[Opening Supplied data section]

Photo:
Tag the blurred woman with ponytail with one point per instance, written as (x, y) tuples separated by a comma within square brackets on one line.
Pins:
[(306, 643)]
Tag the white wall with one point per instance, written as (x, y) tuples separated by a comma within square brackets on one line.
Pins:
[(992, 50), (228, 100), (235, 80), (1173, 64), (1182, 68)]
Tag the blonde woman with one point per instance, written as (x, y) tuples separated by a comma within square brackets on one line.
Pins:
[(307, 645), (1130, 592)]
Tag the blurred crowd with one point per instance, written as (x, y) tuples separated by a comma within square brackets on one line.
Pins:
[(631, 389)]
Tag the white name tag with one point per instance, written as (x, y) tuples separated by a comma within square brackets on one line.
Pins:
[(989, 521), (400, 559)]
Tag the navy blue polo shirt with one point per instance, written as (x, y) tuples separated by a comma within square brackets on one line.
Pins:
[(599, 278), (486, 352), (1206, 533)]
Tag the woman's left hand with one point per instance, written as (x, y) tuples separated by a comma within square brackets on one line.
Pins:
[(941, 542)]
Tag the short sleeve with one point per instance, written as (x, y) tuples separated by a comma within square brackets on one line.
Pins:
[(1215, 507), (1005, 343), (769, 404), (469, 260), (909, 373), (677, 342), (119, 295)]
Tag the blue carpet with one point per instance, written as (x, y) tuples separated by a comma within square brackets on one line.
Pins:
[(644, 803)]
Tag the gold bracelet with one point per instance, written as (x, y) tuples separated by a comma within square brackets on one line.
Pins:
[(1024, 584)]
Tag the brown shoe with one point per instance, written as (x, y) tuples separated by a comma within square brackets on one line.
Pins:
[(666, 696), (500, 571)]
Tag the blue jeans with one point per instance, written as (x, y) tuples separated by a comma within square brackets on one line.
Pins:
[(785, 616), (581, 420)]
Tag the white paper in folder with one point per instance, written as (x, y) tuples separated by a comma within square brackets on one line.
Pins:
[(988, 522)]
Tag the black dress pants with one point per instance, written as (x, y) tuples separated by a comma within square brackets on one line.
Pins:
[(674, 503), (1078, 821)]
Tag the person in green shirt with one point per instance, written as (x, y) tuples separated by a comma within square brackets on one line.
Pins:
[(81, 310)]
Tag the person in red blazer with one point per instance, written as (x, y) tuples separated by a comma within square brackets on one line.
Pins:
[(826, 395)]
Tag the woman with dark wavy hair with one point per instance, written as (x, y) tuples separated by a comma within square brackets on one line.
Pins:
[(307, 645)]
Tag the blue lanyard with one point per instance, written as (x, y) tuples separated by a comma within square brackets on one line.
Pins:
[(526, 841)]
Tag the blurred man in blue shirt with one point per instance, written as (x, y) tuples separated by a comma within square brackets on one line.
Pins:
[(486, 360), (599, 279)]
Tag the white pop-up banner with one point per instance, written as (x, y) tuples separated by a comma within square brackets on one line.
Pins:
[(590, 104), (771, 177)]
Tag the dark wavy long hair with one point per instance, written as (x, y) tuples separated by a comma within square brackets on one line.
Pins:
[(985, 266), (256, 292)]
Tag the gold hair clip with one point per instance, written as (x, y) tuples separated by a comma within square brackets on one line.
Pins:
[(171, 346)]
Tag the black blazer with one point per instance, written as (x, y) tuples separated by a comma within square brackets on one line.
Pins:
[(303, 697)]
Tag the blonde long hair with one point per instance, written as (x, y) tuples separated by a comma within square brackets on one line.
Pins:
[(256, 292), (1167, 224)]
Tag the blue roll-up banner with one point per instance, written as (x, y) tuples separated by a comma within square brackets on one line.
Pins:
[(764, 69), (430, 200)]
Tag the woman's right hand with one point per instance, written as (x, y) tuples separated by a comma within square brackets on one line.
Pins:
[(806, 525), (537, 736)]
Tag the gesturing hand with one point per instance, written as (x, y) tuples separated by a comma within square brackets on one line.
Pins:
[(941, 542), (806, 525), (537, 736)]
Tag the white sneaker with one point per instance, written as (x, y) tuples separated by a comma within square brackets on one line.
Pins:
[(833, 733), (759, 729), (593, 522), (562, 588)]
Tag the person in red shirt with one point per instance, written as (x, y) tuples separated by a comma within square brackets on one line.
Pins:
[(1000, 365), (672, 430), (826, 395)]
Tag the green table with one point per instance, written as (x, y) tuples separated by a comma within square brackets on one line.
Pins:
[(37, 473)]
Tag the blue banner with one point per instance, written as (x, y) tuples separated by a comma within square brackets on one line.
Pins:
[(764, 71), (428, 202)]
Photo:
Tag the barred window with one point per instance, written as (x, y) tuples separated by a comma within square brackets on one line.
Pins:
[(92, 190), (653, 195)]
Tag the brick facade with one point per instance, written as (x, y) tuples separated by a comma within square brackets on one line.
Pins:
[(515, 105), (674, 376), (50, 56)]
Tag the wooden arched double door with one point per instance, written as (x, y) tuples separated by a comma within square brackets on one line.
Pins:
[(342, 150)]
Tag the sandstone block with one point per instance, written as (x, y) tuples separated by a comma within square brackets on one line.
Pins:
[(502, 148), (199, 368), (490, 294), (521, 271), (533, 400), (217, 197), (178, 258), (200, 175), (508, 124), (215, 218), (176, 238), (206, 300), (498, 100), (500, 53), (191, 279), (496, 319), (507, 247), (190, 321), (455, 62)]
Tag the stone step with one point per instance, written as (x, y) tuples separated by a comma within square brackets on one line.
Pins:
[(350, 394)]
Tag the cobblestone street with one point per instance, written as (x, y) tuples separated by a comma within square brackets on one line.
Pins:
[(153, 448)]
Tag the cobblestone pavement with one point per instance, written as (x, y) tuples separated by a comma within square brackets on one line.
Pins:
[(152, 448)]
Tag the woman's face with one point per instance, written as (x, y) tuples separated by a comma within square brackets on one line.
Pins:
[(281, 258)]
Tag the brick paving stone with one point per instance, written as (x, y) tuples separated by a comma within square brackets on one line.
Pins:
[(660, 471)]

[Closing Supplied data section]

■ The task ■
All lines from the one that holds "Tag the woman's face" through the end of the records are to be returned exactly, including both boundary lines, and no others.

■ Result of the exercise ■
Tag the woman's face with one point per instance, written as (x, y) tuples separated by a comma within square brackets on one line.
Pins:
[(281, 258)]
Tag the brick paving stone with one point per instance, written as (x, y) tuples separated by a comma within square brackets on one line.
Pins:
[(660, 471)]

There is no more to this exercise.